::: Data records :::
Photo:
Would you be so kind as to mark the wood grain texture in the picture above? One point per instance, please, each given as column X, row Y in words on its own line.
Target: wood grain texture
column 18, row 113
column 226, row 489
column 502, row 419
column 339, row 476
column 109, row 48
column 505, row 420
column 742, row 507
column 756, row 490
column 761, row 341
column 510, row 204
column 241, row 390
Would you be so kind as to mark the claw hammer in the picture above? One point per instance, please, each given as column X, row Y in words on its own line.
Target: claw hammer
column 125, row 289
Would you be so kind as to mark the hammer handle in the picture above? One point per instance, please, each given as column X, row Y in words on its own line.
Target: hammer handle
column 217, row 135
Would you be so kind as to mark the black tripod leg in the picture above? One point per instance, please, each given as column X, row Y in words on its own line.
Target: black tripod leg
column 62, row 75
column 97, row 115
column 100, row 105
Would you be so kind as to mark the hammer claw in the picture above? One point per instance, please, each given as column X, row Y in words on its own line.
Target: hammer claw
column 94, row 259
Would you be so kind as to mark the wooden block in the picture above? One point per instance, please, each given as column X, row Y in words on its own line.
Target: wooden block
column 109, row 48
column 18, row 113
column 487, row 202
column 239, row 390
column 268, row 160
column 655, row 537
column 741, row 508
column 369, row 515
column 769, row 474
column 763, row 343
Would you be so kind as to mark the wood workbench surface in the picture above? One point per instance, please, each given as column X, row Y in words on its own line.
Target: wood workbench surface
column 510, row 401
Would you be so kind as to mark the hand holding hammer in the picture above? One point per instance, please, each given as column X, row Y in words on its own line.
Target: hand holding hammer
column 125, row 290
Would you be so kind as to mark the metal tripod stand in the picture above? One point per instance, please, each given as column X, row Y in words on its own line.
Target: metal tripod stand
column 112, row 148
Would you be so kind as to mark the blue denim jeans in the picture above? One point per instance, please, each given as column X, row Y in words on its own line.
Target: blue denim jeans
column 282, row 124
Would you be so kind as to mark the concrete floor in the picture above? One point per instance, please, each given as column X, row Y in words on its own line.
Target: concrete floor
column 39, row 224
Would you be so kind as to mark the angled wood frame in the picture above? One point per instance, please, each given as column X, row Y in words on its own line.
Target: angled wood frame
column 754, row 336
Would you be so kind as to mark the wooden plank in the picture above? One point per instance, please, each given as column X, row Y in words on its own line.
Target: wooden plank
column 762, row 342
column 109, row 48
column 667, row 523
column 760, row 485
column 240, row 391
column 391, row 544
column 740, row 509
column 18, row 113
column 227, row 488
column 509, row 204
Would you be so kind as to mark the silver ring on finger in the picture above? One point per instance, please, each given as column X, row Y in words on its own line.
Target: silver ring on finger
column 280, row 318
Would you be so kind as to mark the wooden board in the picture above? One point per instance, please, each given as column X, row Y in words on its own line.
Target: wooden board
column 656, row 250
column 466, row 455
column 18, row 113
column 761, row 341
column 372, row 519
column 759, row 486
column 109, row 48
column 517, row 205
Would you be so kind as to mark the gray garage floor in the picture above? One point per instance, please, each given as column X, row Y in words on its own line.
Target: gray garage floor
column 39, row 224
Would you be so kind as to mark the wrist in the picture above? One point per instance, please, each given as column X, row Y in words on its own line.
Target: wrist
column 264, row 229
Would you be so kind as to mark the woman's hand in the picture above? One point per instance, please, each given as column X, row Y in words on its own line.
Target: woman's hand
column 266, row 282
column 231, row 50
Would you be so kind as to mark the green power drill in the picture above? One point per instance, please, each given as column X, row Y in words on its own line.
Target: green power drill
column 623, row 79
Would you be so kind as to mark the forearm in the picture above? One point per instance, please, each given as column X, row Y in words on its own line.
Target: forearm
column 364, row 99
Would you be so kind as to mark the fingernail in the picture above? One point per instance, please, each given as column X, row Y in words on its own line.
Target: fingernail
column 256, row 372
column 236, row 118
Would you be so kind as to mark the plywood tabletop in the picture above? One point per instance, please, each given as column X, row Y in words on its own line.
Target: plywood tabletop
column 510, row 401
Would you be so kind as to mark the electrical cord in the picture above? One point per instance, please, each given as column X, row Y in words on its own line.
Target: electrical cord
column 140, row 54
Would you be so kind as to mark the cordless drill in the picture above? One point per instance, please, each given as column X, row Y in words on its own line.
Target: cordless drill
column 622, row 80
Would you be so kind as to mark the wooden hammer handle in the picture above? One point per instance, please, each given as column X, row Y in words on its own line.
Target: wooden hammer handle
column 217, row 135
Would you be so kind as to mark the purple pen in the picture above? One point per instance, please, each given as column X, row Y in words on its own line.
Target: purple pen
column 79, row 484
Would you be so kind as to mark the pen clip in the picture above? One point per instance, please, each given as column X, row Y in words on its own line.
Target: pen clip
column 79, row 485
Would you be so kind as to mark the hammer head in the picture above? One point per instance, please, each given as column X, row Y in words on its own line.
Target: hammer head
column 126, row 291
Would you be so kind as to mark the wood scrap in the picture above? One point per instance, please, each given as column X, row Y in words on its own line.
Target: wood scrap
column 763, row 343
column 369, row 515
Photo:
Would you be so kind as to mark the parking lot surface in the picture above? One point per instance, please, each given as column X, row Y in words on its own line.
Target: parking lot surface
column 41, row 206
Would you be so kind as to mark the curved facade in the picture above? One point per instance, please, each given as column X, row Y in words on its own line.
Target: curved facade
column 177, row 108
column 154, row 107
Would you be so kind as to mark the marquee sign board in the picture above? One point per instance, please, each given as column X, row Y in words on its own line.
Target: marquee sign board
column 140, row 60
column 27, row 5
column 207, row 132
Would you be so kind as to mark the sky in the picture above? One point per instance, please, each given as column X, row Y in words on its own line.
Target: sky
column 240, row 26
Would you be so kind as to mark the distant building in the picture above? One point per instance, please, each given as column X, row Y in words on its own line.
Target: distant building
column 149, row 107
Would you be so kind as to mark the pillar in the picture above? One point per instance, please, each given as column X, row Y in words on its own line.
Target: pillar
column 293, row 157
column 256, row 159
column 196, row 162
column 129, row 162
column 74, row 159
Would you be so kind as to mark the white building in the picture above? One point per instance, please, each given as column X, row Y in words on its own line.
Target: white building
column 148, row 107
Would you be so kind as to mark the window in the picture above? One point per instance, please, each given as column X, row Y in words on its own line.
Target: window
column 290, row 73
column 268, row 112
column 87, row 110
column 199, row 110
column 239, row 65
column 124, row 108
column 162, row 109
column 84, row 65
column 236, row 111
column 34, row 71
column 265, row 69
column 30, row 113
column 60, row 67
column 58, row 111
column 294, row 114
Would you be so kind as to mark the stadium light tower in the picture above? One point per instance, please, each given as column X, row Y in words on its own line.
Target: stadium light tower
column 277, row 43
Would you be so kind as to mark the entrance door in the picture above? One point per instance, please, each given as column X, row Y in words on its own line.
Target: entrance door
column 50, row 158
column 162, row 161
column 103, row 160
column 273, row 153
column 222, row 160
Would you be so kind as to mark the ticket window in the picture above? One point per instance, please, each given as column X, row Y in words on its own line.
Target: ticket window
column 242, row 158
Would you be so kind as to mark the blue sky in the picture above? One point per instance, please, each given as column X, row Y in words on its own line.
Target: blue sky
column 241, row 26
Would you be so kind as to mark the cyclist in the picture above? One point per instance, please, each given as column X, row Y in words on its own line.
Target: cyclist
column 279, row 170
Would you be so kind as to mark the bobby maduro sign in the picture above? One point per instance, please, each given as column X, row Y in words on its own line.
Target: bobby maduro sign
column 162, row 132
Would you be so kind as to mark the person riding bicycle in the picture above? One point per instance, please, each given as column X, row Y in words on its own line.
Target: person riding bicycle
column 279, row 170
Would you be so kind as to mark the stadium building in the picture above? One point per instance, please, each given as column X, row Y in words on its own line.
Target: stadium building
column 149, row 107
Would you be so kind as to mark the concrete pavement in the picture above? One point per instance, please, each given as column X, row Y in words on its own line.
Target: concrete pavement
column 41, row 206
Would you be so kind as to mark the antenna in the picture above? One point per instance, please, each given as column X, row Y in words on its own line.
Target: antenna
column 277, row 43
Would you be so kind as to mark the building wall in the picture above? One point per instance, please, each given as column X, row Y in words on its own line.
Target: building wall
:::
*Problem details*: Put the part of the listing above that opens with the line containing "Would you be so kind as to mark the person" and runs through the end of the listing, including that first line, into a JSON list of strings with one string per line and blank lines left out.

*Answer in full*:
[
  "Would you be so kind as to mark the person riding bicycle in the picture above? One point per instance, please, each given as column X, row Y in words on its own line.",
  "Target: person riding bicycle",
  "column 279, row 170",
  "Would you be so kind as to mark the stadium building in the picture above? One point per instance, please, each given as column X, row Y in words on its own line.",
  "Target: stadium building",
  "column 149, row 107",
  "Would you be so kind as to mark the concrete pavement in the picture above? One point per instance, please, each given as column X, row Y in words on its own line.",
  "Target: concrete pavement",
  "column 41, row 206",
  "Would you be so kind as to mark the antenna in the picture above? One point per instance, please, each given as column X, row Y in words on its own line.",
  "Target: antenna",
  "column 277, row 43",
  "Would you be so kind as to mark the building wall in the picture above? One point per instance, please, each given as column X, row Y in words on its own line.",
  "Target: building wall"
]